Supplied passage:
The crew of a racing yacht left stranded in the Atlantic for nearly two days have described the moment the vessel was battered in fierce storms.
The Clyde Challenger’s mast and rigging were destroyed as it was en route to Britain from the Azores, prompting a rescue operation by a HMS Dragon, Royal Navy Type 45 destroyer.
Although the 14-strong crew were safely transferred, the 60 foot-long yacht was scuttled in the ocean.
Roy Graham, the yacht’s 66-year-old skipper, said a large wave overcame the boat on Thursday evening while it was travelling in the mid-Atlantic.
Mr Graham, a veteran sailor from Prestwick in South Ayrshire, said: “We lost our mast and the rigging, that was the problem. We got hit with a rogue wave coming in the opposite direction.
“It hit us and knocked us over and dragged the crosstrees into the water, which dragged the mast into the water and snapped it at deck level.”
Mr Graham said four crew members were on deck at the time the wave hit and were submerged for several seconds as the yacht was momentarily knocked on its side, an incident that “probably felt like minutes” to them.
The Challenger, based at Kip Marina in Inverclyde, was on the homeward leg of the Ultimate Atlantic Challenge, a four-and-a-half month expedition, when it encountered difficulties. HMS Dragon, which was diverted 500 miles from a routine deployment, travelled a top speed of 30 knots to arrive the yacht’s position, some 610 miles southwest of Land’s end. A two-and-a-half hour-long rescue operation took place on Saturday afternoon.
Crew member Elizabeth Ligethy, from Glasgow, said she had been below deck and was thrown 10ft when the wave hit the yacht.
The 62-year-old, a member of Drumchapel and Clydebank Kayak Club who retired from her job at a Glasgow school shortly before setting off on a sailing tour last year, praised the Navy crew for the rescue, saying: “The hospitality extended to us just beggars belief.”

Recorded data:

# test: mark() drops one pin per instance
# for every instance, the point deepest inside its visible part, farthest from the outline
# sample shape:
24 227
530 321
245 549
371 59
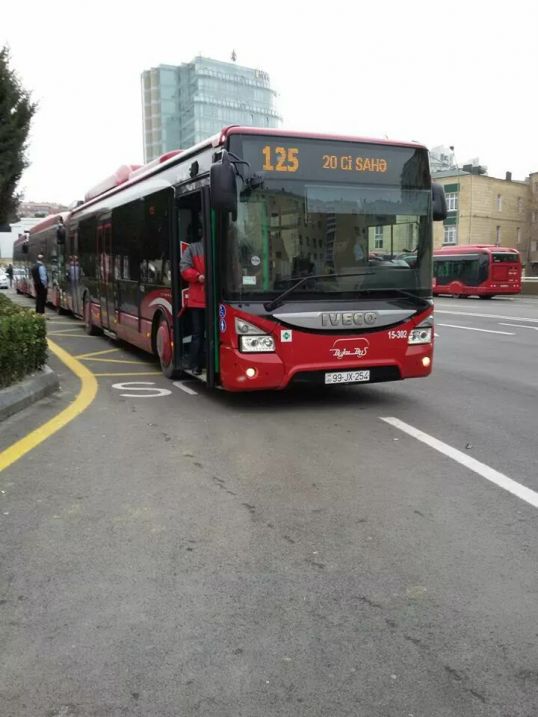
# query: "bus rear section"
477 270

Action item:
Rewrite the part of the yacht rescue report that opens with the words containing "Although the 14-strong" and closes with "in the mid-Atlantic.", substituting "sunk" for "scuttled".

Written answer:
Although the 14-strong crew were safely transferred, the 60 foot-long yacht was sunk in the ocean.
Roy Graham, the yacht’s 66-year-old skipper, said a large wave overcame the boat on Thursday evening while it was travelling in the mid-Atlantic.